#### [PROBLEM REQUIREMENTS]
Reproduce only the rows from the line containing "of the upper", that line included, through the end of the rows, keeping the requests as they are. Scale every point coordinate in the answers by 0.4, rounding to whole numbers with halves rounded up.
————
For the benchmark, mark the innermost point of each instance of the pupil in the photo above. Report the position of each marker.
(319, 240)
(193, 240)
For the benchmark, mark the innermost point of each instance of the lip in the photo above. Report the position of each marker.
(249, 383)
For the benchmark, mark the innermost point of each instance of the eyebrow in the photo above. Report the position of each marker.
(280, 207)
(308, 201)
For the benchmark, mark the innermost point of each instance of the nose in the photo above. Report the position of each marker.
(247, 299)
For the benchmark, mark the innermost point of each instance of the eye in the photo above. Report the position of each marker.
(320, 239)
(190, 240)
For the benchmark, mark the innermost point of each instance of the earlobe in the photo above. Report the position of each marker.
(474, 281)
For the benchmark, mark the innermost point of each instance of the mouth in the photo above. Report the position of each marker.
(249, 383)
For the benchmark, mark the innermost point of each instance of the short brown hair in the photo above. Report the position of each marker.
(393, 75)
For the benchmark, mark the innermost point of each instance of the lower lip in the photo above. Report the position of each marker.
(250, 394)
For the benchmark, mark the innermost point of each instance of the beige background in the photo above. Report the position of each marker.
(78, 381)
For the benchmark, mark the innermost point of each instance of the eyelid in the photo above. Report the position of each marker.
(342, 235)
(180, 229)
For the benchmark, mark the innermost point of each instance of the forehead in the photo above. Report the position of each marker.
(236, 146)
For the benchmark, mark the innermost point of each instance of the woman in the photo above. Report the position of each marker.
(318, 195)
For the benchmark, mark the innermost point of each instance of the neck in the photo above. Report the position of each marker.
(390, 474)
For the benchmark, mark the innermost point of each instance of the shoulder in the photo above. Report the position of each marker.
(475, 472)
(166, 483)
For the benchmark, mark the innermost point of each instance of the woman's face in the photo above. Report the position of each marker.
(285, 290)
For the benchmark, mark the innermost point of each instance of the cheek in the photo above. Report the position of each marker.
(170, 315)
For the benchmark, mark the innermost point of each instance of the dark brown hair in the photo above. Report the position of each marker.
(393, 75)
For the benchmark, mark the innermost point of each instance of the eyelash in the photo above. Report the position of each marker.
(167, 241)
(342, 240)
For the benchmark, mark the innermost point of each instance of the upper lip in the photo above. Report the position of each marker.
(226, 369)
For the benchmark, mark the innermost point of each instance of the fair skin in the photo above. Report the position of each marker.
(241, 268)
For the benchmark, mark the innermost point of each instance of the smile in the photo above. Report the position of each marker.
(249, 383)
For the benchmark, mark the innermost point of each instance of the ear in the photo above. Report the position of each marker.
————
#### [SOLUTION]
For the benchmark, mark the innermost point of each instance of the upper lip in the photo above. Report the position of each marker.
(90, 148)
For the benchmark, mark the innermost point of each instance of the fair skin in the photo above. Report the position of each marker.
(96, 107)
For the benchmark, mark the innermost point of each instance of the smile in the photo above. Report the position of each marker.
(100, 153)
For the benchmark, mark the innermost point of each instance of the ear in the photo above. Report the position of each marker.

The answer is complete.